■ **What the exercise asks**
Pick out each line in the items below that contains the word "Format" and copy it in full. Matching is case-sensitive.

■ **Dataset records**
···

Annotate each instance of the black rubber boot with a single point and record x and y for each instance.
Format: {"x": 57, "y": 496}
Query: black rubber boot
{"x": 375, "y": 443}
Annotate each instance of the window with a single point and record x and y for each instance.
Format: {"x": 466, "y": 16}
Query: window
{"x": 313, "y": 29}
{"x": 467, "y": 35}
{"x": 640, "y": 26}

···

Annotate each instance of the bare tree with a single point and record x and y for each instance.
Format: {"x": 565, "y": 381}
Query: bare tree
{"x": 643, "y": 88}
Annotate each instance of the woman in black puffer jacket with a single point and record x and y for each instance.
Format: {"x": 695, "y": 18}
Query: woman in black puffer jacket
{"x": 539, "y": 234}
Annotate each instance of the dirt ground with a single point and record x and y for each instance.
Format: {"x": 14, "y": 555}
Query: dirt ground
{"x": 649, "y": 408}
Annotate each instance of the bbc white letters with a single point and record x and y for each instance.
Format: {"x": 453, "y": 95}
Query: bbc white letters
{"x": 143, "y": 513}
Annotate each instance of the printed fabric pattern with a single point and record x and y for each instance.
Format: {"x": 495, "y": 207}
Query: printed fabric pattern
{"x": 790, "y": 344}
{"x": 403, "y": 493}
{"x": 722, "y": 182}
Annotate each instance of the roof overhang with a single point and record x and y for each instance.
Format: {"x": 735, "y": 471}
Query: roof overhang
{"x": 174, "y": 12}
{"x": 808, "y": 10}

···

■ **Task answer**
Format: {"x": 57, "y": 496}
Format: {"x": 466, "y": 16}
Format: {"x": 565, "y": 381}
Format: {"x": 695, "y": 18}
Format: {"x": 14, "y": 555}
Format: {"x": 453, "y": 95}
Format: {"x": 495, "y": 207}
Format: {"x": 735, "y": 471}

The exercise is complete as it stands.